_STATED GOAL 1_
Copy the K-means color compression tutorial below in full, with no changes.

_DOCUMENT EXCERPT_
(begin)
Using K-means for color compression with Python

Modeling objective

We will use K-means to cluster the pixels of a photograph of some tulips based on their encoded color values. We will explore how different values of k affect the clustering of the pixels, and thus the appearance of the photograph. We will also examine what is happening “under the hood” as the algorithm executes.

The main focus here is on the theory and results of its application, not on the codes itself. 

Import statements
import numpy as np
import pandas as pd

%pylab inline
import plotly.graph_objects as go

from sklearn.cluster import KMeans
Read in data

The “data” in this case is not a pandas dataframe. It’s a photograph, which we’ll convert into a numerical array.

# Read in a photo
img = plt.imread('using_kmeans_for_color_compression_tulips_photo.jpg')
# Display the photo and its shape
print(img.shape)
plt.imshow(img)
plt.axis('off');
(320, 240, 3)

Here we have a photograph of some tulips. The shape of the image is 320 x 240 x 3. This can be interpreted as pixel information. Each dot on our screen is a pixel. This photograph has 320 vertical pixels and 240 horizontal pixels.

The third dimension of “3” refers to the values that encode the color of each pixel. Each pixel has 3 parameters: red (R), green (G), and blue (B), also known as its RGB values. For each color—R, G, and B—the encoded value can range from 0-255. This means that there are 256³, or 16,777,216 different combinations of RGB, each resulting in a unique color on our screen.

To prepare this data for modeling, we’ll reshape it into an array, where each row represents a single pixel’s RGB color values.

# Reshape the image so that each row represents a single pixel 
# defined by three values: R, G, B
img_flat = img.reshape(img.shape[0]*img.shape[1], 3)
img_flat[:5, :]
array([[211, 196,  41],
       [199, 180,  24],
       [179, 152,   0],
       [186, 150,   0],
       [187, 143,   0]], dtype=uint8)
img_flat.shape
(76800, 3)
(end)
_RECORDS PROVIDED_
(begin)
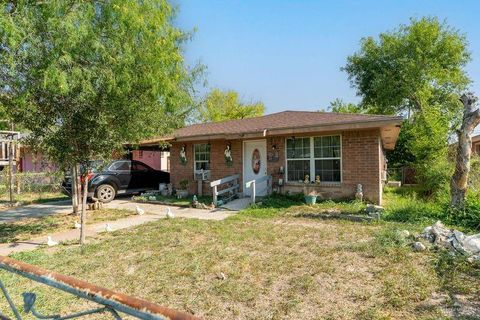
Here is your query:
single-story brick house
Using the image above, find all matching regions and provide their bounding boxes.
[143,111,402,204]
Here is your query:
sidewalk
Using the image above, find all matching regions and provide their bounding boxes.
[0,200,232,255]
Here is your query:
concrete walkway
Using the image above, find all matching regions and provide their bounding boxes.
[0,200,233,255]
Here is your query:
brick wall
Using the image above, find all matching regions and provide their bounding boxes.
[170,129,383,203]
[170,140,242,195]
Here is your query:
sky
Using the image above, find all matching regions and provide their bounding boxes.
[173,0,480,113]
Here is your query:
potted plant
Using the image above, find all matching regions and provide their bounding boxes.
[303,175,318,204]
[177,179,188,198]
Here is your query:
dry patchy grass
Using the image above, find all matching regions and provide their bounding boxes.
[1,215,470,319]
[0,209,134,243]
[0,191,68,210]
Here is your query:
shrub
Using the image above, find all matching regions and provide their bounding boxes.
[384,187,480,231]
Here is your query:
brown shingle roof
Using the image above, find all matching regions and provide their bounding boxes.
[168,111,402,138]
(end)
_STATED GOAL 2_
List each line in the entries above that contains the string "brick". Case counts.

_FINAL ANSWER 1_
Using K-means for color compression with Python

Modeling objective

We will use K-means to cluster the pixels of a photograph of some tulips based on their encoded color values. We will explore how different values of k affect the clustering of the pixels, and thus the appearance of the photograph. We will also examine what is happening “under the hood” as the algorithm executes.

The main focus here is on the theory and results of its application, not on the codes itself. 

Import statements
import numpy as np
import pandas as pd

%pylab inline
import plotly.graph_objects as go

from sklearn.cluster import KMeans
Read in data

The “data” in this case is not a pandas dataframe. It’s a photograph, which we’ll convert into a numerical array.

# Read in a photo
img = plt.imread('using_kmeans_for_color_compression_tulips_photo.jpg')
# Display the photo and its shape
print(img.shape)
plt.imshow(img)
plt.axis('off');
(320, 240, 3)

Here we have a photograph of some tulips. The shape of the image is 320 x 240 x 3. This can be interpreted as pixel information. Each dot on our screen is a pixel. This photograph has 320 vertical pixels and 240 horizontal pixels.

The third dimension of “3” refers to the values that encode the color of each pixel. Each pixel has 3 parameters: red (R), green (G), and blue (B), also known as its RGB values. For each color—R, G, and B—the encoded value can range from 0-255. This means that there are 256³, or 16,777,216 different combinations of RGB, each resulting in a unique color on our screen.

To prepare this data for modeling, we’ll reshape it into an array, where each row represents a single pixel’s RGB color values.

# Reshape the image so that each row represents a single pixel 
# defined by three values: R, G, B
img_flat = img.reshape(img.shape[0]*img.shape[1], 3)
img_flat[:5, :]
array([[211, 196,  41],
       [199, 180,  24],
       [179, 152,   0],
       [186, 150,   0],
       [187, 143,   0]], dtype=uint8)
img_flat.shape
(76800, 3)

_FINAL ANSWER 2_
single-story brick house
brick wall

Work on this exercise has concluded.